[DATA SUPPLIED]
■ ■ ■
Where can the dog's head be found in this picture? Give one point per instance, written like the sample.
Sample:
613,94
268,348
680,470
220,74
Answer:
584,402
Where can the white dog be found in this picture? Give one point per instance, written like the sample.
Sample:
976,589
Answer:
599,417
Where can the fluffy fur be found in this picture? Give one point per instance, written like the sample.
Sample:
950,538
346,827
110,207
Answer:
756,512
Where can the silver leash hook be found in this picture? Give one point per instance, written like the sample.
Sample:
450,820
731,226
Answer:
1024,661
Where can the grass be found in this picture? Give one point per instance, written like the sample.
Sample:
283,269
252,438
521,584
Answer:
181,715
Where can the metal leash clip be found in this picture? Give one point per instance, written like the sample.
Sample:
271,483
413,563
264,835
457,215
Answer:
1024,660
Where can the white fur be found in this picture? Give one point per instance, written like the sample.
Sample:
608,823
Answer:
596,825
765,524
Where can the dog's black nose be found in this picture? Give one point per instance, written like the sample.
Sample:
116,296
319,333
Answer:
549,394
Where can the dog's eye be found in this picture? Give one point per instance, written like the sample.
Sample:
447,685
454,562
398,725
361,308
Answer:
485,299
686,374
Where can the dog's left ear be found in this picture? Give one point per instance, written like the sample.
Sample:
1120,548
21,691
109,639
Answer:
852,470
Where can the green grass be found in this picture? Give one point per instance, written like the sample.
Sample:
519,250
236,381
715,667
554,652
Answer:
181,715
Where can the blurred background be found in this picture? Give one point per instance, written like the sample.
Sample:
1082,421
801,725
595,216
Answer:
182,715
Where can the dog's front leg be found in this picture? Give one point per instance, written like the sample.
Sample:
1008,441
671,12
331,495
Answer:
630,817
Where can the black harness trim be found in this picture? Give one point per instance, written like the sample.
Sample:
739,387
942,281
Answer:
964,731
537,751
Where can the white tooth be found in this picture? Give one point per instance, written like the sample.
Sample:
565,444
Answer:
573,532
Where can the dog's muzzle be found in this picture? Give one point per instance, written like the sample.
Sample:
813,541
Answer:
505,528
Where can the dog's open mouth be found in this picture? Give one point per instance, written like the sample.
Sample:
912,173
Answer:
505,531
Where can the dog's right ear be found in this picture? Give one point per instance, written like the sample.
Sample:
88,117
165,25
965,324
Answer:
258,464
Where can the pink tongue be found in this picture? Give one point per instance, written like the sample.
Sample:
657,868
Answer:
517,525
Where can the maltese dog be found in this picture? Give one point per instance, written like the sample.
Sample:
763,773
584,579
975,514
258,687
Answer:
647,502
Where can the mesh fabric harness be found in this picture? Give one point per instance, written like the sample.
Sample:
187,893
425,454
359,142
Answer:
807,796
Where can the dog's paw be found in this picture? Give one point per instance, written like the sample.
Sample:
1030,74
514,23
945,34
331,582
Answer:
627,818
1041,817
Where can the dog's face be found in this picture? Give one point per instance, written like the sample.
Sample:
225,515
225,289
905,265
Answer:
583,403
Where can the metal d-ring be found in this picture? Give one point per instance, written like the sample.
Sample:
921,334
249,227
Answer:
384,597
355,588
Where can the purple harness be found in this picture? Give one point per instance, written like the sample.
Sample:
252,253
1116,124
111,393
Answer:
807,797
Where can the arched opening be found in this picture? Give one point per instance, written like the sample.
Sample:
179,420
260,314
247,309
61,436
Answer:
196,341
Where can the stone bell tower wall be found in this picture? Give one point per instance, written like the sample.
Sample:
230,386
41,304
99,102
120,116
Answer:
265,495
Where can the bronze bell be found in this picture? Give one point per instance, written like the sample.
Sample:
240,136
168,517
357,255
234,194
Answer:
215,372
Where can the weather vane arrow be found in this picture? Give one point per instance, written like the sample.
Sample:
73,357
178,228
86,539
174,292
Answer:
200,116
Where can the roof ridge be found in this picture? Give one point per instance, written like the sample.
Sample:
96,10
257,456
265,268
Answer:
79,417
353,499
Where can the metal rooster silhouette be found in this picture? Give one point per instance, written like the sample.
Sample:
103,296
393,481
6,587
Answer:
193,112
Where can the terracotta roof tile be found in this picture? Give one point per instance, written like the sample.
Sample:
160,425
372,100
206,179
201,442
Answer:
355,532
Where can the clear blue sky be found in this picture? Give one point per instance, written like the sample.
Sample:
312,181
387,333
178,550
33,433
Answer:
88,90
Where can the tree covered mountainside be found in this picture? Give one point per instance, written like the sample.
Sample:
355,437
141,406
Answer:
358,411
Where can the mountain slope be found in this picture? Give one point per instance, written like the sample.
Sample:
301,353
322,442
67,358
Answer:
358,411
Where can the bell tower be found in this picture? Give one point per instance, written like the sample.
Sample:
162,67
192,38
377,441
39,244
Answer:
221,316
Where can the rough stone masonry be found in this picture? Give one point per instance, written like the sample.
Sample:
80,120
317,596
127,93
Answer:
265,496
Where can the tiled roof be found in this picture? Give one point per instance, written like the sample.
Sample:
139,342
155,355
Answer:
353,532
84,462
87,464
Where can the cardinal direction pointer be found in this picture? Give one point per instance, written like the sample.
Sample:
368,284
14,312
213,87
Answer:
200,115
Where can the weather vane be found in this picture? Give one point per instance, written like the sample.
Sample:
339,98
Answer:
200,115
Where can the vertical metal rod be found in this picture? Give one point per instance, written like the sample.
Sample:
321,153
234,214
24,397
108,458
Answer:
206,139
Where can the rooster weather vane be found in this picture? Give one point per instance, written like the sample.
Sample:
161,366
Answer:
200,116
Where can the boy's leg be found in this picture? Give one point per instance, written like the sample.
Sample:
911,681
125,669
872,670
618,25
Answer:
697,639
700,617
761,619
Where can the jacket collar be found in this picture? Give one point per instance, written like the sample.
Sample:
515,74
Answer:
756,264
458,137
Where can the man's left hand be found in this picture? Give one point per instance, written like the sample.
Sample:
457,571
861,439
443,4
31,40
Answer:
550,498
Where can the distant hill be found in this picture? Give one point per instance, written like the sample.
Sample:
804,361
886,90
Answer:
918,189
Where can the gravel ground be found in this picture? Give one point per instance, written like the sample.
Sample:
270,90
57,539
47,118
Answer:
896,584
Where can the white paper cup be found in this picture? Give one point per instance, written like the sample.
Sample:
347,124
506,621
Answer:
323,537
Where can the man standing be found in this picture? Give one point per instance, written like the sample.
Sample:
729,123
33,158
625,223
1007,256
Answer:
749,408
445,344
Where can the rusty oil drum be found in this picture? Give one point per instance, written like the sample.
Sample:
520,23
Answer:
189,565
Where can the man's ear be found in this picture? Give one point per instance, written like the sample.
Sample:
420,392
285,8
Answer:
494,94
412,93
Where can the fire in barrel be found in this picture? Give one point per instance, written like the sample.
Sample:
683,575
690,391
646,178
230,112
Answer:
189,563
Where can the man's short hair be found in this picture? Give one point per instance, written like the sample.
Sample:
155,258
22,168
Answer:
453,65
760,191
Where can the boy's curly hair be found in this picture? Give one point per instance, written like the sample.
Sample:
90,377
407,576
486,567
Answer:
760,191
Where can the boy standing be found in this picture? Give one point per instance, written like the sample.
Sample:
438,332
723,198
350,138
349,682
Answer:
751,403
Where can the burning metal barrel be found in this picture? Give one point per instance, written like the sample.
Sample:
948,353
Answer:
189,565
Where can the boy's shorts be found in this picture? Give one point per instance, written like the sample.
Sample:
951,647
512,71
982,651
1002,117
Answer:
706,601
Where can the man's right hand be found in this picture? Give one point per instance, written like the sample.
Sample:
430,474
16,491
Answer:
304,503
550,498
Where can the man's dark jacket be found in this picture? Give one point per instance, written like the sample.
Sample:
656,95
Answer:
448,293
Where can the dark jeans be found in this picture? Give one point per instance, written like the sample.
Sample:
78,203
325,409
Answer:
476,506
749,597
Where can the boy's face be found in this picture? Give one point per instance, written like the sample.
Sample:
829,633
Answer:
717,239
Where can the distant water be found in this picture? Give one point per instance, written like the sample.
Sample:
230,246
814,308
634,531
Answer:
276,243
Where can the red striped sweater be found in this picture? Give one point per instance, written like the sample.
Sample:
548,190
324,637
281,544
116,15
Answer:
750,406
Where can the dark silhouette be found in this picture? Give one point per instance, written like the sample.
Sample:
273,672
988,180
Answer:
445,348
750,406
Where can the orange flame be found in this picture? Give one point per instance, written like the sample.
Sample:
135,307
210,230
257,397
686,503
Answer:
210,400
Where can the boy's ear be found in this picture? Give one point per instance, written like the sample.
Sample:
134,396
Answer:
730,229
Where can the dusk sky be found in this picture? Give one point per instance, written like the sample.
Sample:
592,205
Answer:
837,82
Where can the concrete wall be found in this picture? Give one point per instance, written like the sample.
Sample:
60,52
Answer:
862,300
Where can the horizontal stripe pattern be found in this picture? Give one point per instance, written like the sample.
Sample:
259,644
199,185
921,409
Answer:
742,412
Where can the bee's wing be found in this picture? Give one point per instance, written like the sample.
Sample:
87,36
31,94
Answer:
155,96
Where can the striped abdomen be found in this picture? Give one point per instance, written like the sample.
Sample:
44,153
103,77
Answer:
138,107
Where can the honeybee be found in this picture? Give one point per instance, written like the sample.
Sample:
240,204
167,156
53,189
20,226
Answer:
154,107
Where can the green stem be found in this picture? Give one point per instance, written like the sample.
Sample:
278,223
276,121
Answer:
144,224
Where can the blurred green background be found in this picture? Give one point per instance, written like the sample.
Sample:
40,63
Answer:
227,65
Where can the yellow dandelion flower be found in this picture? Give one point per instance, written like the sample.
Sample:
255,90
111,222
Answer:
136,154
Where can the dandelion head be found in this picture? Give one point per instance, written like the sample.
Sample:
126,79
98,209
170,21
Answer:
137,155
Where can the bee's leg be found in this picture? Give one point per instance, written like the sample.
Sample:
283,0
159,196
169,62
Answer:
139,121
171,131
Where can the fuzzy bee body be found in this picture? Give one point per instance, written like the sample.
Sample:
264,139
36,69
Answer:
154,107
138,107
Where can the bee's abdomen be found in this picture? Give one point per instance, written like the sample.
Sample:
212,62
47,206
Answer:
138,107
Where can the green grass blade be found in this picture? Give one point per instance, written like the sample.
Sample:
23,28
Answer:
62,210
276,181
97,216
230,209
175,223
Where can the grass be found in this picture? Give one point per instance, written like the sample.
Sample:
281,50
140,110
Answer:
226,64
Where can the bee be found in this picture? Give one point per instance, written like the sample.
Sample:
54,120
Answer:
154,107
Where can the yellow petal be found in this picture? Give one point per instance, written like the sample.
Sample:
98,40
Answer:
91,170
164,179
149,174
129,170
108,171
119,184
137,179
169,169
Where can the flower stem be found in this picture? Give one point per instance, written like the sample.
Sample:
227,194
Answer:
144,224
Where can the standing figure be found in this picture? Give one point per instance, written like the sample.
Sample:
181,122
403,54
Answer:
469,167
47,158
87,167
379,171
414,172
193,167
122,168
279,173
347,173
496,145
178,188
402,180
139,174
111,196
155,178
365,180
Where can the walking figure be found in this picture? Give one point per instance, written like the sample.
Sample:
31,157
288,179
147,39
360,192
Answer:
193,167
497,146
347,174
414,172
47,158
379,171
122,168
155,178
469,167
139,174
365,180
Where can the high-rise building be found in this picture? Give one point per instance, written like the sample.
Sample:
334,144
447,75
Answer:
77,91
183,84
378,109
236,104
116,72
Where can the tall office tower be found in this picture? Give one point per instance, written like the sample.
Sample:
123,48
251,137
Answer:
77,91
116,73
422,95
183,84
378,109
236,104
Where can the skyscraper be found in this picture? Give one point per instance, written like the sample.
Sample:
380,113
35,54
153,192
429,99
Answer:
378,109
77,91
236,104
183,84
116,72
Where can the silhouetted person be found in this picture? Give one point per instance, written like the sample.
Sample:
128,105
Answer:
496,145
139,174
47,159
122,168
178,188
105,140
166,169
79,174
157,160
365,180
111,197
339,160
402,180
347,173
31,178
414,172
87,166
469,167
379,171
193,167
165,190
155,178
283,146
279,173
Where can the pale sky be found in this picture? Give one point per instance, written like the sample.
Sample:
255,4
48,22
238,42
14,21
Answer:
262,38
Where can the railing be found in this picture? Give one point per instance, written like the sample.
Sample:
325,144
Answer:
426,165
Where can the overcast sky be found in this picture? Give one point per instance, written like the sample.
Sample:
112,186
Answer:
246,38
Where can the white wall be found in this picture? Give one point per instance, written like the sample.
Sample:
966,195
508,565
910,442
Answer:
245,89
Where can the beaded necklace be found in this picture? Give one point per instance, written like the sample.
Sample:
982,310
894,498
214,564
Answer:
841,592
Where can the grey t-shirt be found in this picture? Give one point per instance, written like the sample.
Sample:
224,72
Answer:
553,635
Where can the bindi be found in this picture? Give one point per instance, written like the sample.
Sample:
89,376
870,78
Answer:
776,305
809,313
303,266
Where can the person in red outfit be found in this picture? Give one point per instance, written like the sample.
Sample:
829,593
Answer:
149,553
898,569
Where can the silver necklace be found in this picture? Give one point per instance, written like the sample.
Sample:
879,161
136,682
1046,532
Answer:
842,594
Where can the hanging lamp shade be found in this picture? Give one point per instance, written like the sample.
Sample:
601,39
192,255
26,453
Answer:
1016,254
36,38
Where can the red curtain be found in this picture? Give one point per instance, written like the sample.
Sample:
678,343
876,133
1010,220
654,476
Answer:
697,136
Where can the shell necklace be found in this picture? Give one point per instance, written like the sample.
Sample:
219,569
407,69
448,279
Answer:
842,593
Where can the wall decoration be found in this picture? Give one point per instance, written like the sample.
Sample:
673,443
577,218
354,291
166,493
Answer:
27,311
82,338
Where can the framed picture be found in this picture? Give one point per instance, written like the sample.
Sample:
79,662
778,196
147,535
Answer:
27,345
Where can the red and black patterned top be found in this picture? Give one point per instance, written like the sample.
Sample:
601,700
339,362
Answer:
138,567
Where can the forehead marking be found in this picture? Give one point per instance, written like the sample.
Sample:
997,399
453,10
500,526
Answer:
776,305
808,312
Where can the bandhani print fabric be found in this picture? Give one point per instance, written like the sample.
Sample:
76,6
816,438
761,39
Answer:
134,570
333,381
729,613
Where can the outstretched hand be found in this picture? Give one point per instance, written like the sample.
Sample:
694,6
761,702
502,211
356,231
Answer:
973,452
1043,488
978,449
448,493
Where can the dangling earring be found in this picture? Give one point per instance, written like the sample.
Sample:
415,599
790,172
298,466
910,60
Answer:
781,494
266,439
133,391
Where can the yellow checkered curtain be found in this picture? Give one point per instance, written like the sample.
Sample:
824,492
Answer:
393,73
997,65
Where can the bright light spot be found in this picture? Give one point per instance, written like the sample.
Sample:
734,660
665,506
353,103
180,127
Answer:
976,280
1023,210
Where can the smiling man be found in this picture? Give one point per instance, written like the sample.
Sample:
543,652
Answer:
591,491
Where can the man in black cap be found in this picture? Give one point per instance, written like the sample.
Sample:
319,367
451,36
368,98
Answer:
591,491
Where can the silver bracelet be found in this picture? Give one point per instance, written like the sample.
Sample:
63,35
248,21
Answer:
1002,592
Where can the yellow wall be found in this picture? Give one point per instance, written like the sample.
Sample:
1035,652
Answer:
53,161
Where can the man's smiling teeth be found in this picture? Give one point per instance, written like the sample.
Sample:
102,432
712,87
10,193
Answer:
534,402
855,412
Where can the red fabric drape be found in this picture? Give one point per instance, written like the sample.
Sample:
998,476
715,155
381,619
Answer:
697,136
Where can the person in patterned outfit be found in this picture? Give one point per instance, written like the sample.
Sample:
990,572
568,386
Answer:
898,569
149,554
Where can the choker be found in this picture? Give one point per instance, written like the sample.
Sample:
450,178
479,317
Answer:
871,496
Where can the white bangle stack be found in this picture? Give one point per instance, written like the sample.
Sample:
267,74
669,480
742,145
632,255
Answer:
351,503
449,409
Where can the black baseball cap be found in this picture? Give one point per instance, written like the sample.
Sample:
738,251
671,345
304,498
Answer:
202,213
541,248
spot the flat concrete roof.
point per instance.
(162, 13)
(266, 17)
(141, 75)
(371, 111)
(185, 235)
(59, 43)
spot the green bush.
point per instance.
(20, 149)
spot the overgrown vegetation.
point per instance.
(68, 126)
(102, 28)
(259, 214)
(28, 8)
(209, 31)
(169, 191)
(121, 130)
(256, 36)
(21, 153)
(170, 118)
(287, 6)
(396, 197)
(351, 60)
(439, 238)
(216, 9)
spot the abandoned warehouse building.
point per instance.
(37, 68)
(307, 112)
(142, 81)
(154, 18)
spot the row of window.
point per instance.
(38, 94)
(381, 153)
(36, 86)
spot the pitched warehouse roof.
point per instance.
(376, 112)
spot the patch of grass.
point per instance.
■ ■ ■
[WHAT YOU HAVE TO DO]
Give back exactly the lines from the one containing "Where can the choker" to the end of the material, both ends included.

[CORRECT RESPONSE]
Where can the choker be found in this picture? Give one point per instance, written like the sample.
Sample:
450,178
479,317
Answer:
871,496
Where can the white bangle stack be found in this picture? Give one point per instance, written like the sample.
Sample:
267,74
669,480
742,145
632,255
Answer:
351,503
449,409
Where can the black baseball cap be found in this picture? Give one point per instance, written like the sample.
Sample:
738,251
671,345
304,498
Answer:
202,213
541,248
spot the flat concrete roof.
point per instance.
(162, 13)
(266, 17)
(141, 75)
(371, 111)
(185, 235)
(59, 43)
spot the green bush.
point per instance.
(20, 149)
spot the overgrown vegetation.
point per instance.
(68, 126)
(102, 28)
(259, 214)
(28, 8)
(209, 31)
(169, 191)
(121, 130)
(256, 36)
(21, 153)
(170, 118)
(287, 6)
(396, 197)
(351, 60)
(439, 238)
(216, 9)
spot the abandoned warehouse building.
point per instance.
(37, 68)
(307, 112)
(142, 81)
(154, 18)
spot the row of window.
point per instance.
(38, 94)
(381, 153)
(36, 86)
spot the pitched warehouse roof.
point per instance.
(376, 112)
spot the patch of grass.
point per instance.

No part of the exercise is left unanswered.